[BEGIN SUPPLIED DATA]

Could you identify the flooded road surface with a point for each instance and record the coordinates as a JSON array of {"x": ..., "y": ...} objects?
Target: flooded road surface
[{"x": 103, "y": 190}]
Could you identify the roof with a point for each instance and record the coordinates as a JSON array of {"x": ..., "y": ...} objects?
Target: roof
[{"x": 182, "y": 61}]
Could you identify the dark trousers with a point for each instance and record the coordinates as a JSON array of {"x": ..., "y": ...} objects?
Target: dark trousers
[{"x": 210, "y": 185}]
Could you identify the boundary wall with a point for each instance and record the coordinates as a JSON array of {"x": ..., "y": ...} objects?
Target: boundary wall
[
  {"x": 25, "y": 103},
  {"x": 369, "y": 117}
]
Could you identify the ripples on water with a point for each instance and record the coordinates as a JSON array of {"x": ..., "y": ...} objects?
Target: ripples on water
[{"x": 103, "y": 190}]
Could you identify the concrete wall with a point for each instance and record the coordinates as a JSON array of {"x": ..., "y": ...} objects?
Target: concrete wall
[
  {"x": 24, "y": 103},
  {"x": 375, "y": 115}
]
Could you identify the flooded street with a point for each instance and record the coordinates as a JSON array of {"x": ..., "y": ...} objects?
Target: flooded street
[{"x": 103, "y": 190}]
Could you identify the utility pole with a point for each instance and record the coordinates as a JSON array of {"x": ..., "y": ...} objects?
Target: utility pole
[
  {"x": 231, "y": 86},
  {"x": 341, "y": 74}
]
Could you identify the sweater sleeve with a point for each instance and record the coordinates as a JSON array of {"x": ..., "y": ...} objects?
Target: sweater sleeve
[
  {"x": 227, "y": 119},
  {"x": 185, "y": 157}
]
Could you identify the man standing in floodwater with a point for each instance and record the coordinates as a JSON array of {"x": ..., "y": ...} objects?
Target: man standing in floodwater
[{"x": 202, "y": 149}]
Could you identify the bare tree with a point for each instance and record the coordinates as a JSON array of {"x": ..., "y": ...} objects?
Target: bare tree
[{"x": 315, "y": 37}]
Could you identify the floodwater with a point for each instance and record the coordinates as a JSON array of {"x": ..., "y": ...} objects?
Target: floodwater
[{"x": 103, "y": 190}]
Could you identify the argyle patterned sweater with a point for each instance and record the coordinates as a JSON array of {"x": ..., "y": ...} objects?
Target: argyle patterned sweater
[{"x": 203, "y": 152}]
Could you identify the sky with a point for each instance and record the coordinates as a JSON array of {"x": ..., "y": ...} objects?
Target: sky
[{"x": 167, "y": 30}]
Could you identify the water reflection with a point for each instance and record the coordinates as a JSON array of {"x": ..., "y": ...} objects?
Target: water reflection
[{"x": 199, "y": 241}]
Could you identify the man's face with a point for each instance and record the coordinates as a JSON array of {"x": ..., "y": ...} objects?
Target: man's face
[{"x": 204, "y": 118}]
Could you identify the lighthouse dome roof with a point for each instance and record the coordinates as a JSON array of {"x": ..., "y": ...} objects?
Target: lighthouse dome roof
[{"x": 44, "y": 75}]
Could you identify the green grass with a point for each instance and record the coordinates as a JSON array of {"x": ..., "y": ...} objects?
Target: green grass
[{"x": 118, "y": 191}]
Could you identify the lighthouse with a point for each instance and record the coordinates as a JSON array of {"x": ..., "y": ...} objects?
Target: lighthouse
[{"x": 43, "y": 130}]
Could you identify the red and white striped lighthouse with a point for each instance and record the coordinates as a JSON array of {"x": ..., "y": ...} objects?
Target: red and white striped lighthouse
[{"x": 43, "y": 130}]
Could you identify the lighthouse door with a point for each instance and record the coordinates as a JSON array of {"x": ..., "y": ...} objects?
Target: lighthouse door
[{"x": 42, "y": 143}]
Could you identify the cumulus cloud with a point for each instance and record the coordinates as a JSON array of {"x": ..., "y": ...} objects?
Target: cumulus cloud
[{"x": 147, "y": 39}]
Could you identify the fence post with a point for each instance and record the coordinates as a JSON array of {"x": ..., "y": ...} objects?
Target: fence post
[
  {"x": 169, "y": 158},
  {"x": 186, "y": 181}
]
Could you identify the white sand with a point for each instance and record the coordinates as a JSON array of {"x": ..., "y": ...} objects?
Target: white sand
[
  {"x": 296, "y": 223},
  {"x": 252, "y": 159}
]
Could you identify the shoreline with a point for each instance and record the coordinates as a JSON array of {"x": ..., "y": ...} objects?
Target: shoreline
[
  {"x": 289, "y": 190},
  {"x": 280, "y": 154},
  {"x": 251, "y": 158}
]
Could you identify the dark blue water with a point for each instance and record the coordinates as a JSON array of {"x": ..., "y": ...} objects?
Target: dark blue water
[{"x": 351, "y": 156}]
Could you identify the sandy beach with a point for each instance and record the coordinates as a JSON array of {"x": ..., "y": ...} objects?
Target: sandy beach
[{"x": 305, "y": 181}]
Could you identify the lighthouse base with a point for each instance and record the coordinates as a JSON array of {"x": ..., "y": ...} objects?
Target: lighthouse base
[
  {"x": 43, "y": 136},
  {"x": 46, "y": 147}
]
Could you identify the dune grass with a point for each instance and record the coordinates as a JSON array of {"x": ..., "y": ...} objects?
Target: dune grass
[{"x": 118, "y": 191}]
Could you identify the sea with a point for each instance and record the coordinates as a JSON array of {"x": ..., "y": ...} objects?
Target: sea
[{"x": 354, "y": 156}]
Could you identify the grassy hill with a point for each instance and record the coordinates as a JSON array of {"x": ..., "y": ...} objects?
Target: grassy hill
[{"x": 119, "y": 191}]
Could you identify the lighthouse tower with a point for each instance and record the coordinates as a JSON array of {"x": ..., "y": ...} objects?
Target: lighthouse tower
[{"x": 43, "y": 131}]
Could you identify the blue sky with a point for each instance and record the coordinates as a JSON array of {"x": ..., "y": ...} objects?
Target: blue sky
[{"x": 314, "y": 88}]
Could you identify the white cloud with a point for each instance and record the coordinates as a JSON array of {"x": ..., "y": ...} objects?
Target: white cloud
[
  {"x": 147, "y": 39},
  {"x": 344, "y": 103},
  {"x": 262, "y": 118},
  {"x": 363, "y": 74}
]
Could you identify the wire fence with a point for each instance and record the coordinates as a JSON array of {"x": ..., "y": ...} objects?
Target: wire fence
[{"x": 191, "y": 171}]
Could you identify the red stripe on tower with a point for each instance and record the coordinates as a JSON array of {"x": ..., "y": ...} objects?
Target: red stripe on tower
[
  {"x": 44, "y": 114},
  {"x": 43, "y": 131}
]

[END SUPPLIED DATA]

◆ WORK TO DO
Copy every item above word for word, with no changes.

◆ SOLUTION BELOW
Could you identify the flooded road surface with a point for each instance and record the coordinates as a JSON array of {"x": ..., "y": ...} objects?
Target: flooded road surface
[{"x": 103, "y": 190}]
Could you identify the roof with a point for each instance and record the coordinates as a JSON array of {"x": ..., "y": ...} objects?
Target: roof
[{"x": 182, "y": 61}]
Could you identify the dark trousers with a point for each instance and record the coordinates as a JSON array of {"x": ..., "y": ...} objects?
Target: dark trousers
[{"x": 210, "y": 185}]
Could you identify the boundary wall with a point for each instance and record the coordinates as a JSON array of {"x": ..., "y": ...} objects?
Target: boundary wall
[
  {"x": 25, "y": 103},
  {"x": 369, "y": 117}
]
Could you identify the ripples on water with a point for each instance and record the coordinates as a JSON array of {"x": ..., "y": ...} objects?
Target: ripples on water
[{"x": 103, "y": 190}]
Could you identify the concrete wall with a point for each instance and record the coordinates as a JSON array of {"x": ..., "y": ...} objects?
Target: concrete wall
[
  {"x": 24, "y": 103},
  {"x": 375, "y": 115}
]
Could you identify the flooded street with a point for each instance and record the coordinates as a JSON array of {"x": ..., "y": ...} objects?
Target: flooded street
[{"x": 103, "y": 190}]
Could you identify the utility pole with a point for each instance and record the coordinates as a JSON array of {"x": ..., "y": ...} objects?
Target: utility pole
[
  {"x": 231, "y": 86},
  {"x": 341, "y": 74}
]
Could you identify the sweater sleeve with a point for each instance and record the coordinates as a JSON array of {"x": ..., "y": ...} objects?
Target: sweater sleeve
[
  {"x": 227, "y": 119},
  {"x": 185, "y": 157}
]
Could you identify the man standing in floodwater with a point for each instance and record the coordinates as a JSON array of {"x": ..., "y": ...} objects?
Target: man standing in floodwater
[{"x": 202, "y": 149}]
Could you identify the bare tree with a point for each instance and record the coordinates as a JSON array of {"x": ..., "y": ...} objects?
Target: bare tree
[{"x": 315, "y": 37}]
Could you identify the floodwater with a point for each instance and record the coordinates as a JSON array of {"x": ..., "y": ...} objects?
Target: floodwater
[{"x": 103, "y": 190}]
Could you identify the argyle patterned sweater with a point for each instance and record the coordinates as a JSON array of {"x": ..., "y": ...} objects?
Target: argyle patterned sweater
[{"x": 203, "y": 152}]
Could you identify the sky with a point for each instance and record the coordinates as a JSON array of {"x": ..., "y": ...} objects?
Target: sky
[{"x": 167, "y": 30}]
Could you identify the water reflection with a point for each instance and record the coordinates as a JSON array of {"x": ..., "y": ...} objects?
Target: water reflection
[{"x": 199, "y": 241}]
Could you identify the man's face with a point for each instance and record the coordinates as a JSON array of {"x": ..., "y": ...} objects?
Target: man's face
[{"x": 204, "y": 118}]
Could you identify the lighthouse dome roof with a point for each instance and record the coordinates as a JSON array of {"x": ..., "y": ...} objects?
Target: lighthouse dome roof
[{"x": 44, "y": 75}]
Could you identify the green grass with a point for each instance and record the coordinates as a JSON array of {"x": ..., "y": ...} objects?
Target: green grass
[{"x": 118, "y": 191}]
Could you identify the lighthouse with a point for each instance and record the coordinates as a JSON array of {"x": ..., "y": ...} objects?
Target: lighthouse
[{"x": 43, "y": 130}]
Could you identify the red and white striped lighthouse with a point for each instance and record the coordinates as a JSON array of {"x": ..., "y": ...} objects?
Target: red and white striped lighthouse
[{"x": 43, "y": 130}]
Could you identify the lighthouse door with a point for each instance and record the coordinates as a JSON array of {"x": ..., "y": ...} objects?
Target: lighthouse door
[{"x": 42, "y": 143}]
Could you identify the cumulus cloud with a point for each instance and record the coordinates as a JSON array of {"x": ..., "y": ...} objects?
Target: cumulus cloud
[{"x": 147, "y": 39}]
Could you identify the fence post with a point for each instance and record the coordinates as a JSON array of {"x": ..., "y": ...} objects?
Target: fence post
[
  {"x": 169, "y": 158},
  {"x": 186, "y": 181}
]
Could you identify the white sand with a point for each instance and record the coordinates as a JSON array of {"x": ..., "y": ...} objects?
Target: white sand
[
  {"x": 296, "y": 223},
  {"x": 252, "y": 159}
]
Could you identify the shoreline with a point for each instance and record the coordinates as a JSON array of {"x": ..., "y": ...} objects?
Target: shoreline
[
  {"x": 289, "y": 190},
  {"x": 280, "y": 154},
  {"x": 251, "y": 158}
]
Could you identify the dark blue water with a point for each instance and record the coordinates as a JSON array of {"x": ..., "y": ...} objects?
Target: dark blue water
[{"x": 351, "y": 156}]
Could you identify the sandy beach with a point for each instance and record the coordinates as a JSON array of {"x": ..., "y": ...} objects?
Target: sandy beach
[{"x": 305, "y": 181}]
Could you identify the lighthouse base with a point for each instance and record the coordinates as a JSON array of {"x": ..., "y": ...} objects?
Target: lighthouse base
[
  {"x": 43, "y": 136},
  {"x": 46, "y": 147}
]
Could you identify the dune grass with a point for each instance and record the coordinates as a JSON array of {"x": ..., "y": ...} objects?
Target: dune grass
[{"x": 118, "y": 191}]
Could you identify the sea with a point for each instance and record the coordinates as a JSON array of {"x": ..., "y": ...} objects?
Target: sea
[{"x": 354, "y": 156}]
Could you identify the grassy hill with a point for each instance and record the coordinates as a JSON array of {"x": ..., "y": ...} objects?
Target: grassy hill
[{"x": 119, "y": 191}]
Could you identify the lighthouse tower with a point for each instance and record the coordinates as a JSON array of {"x": ..., "y": ...} objects?
Target: lighthouse tower
[{"x": 43, "y": 131}]
Could you identify the blue sky with a point for each instance and record the coordinates as a JSON array of {"x": ..., "y": ...} objects?
Target: blue sky
[{"x": 314, "y": 88}]
Could you identify the white cloud with a point for each instance and record the coordinates as a JSON array of {"x": ..., "y": ...} objects?
Target: white cloud
[
  {"x": 147, "y": 39},
  {"x": 344, "y": 103},
  {"x": 262, "y": 118},
  {"x": 363, "y": 74}
]
Could you identify the wire fence with a point for each instance and record the coordinates as a JSON array of {"x": ..., "y": ...} objects?
Target: wire fence
[{"x": 191, "y": 171}]
Could you identify the red stripe on tower with a point for each instance and record the coordinates as a JSON array of {"x": ..., "y": ...} objects?
Target: red stripe on tower
[
  {"x": 44, "y": 114},
  {"x": 43, "y": 131}
]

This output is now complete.